__Passage__
>>>

JUTC facing ‘catastrophic crash’ warns Phillips
Opposition spokesman on transport and works Mikael Phillips has warned that the main State-run bus service, the Jamaica Urban Transit Company (JUTC), could face a major crash if there is not an immediate rethink of its operation.
“The JUTC is now in full decline, heading for a catastrophic crash, which cannot be blamed on the pandemic but rather on poor public transport policies and inept management,” charged Phillips while making his contribution to the 2021-2022 Sectoral Debate in the House of Representatives on Tuesday.
“I have to ask whether it is the intention of the Government to crash the JUTC?” added Phillips as he pointed to a litany of woes which he said the company now faces.
“The facts are there to substantiate the predicament of the JUTC. Revenue is down, passengers are down, bus availability is down, and bus run has dropped to 50 per cent of where it was five years ago. In truth, overall, the company is down by a half in bus operations and by more than two-thirds in [its] fare box revenue,” said Phillips.

<<<

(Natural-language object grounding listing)

>>>

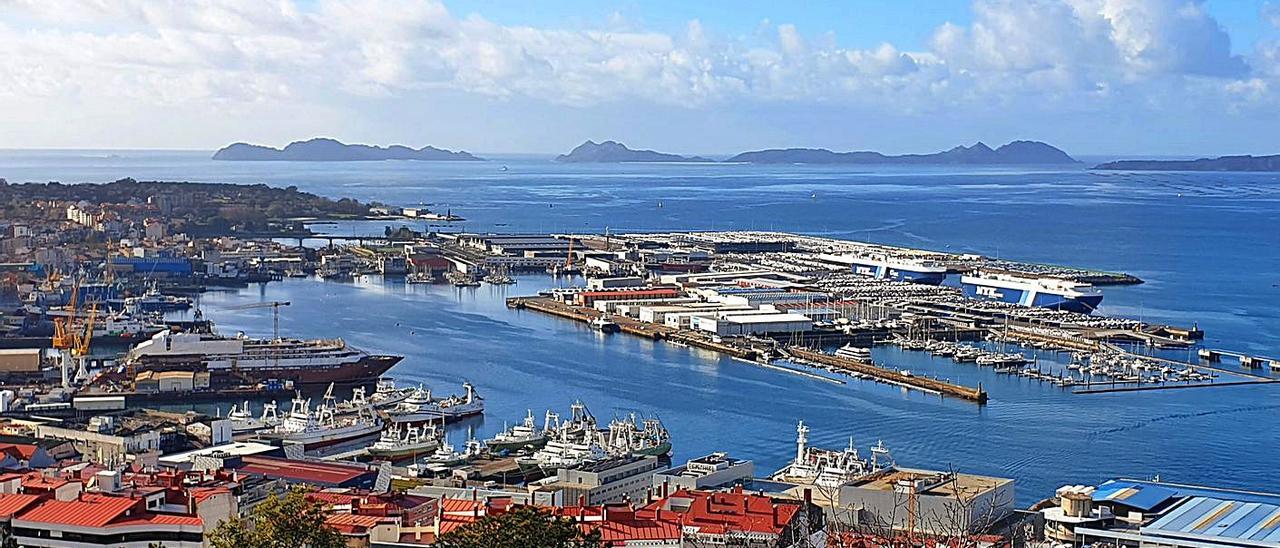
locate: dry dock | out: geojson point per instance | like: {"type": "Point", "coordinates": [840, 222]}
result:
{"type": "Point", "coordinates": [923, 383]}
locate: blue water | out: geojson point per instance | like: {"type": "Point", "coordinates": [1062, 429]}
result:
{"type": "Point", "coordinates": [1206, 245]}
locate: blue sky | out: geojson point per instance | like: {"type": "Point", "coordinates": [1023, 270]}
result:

<<<

__Tasks to carry out__
1) Retype the JUTC article starting at "JUTC facing ‘catastrophic" and ending at "Representatives on Tuesday.".
2) Answer these questions about the JUTC article:
(a) What position does Mikael Phillips hold?
(b) In what debate did Phillips make his remarks?
(c) By how much does Phillips say the company's fare box revenue is down?
3) Write what follows the last sentence of the JUTC article.
The listing isn't needed for any of the tasks.

__Expected responses__
1)
JUTC facing ‘catastrophic crash’ warns Phillips
Opposition spokesman on transport and works Mikael Phillips has warned that the main State-run bus service, the Jamaica Urban Transit Company (JUTC), could face a major crash if there is not an immediate rethink of its operation.
“The JUTC is now in full decline, heading for a catastrophic crash, which cannot be blamed on the pandemic but rather on poor public transport policies and inept management,” charged Phillips while making his contribution to the 2021-2022 Sectoral Debate in the House of Representatives on Tuesday.

2)
(a) He is the opposition spokesman on transport and works.
(b) He made them in the 2021-2022 Sectoral Debate in the House of Representatives.
(c) It is down by more than two-thirds.

3)
“Yet, despite these dismal numbers, the management remains in place. The unskilled, unqualified and well-connected are being promoted in record time, as shown in a recent auditor general’s report,” charged Phillips.
He added that the JUTC fare box has declined from over $400 million a month in the 2015-2016 fiscal year to some $120 million a month, which was not too far from the over $200 million before the novel coronavirus pandemic.
“The [JUTC] corporate/operational plan tabled as part of the Public Bodies Estimates of Revenue and Expenditure document shows a drastically reduced service for the 2021/22 financial year. Passengers will fall by 40 per cent to 27.96 million with an average load factor of 32 per cent…that is a reduction from 52 million to 28 million in two years.
“The fare box will be $2.4 billion, which is even doubtful because all targets have been missed in the past few years. Last year it was only $1.47 billion, in part due to COVID-19…It seems, the JUTC is projecting to operate less than 200 buses this year,” added Phillips.
He argued that the only bright spot for the JUTC is the perseverance of its workers, “who keep the fleet on the road without the requisite spare parts, drivers getting no new units to operate and all this, throughout the perils of the COVID-19 pandemic.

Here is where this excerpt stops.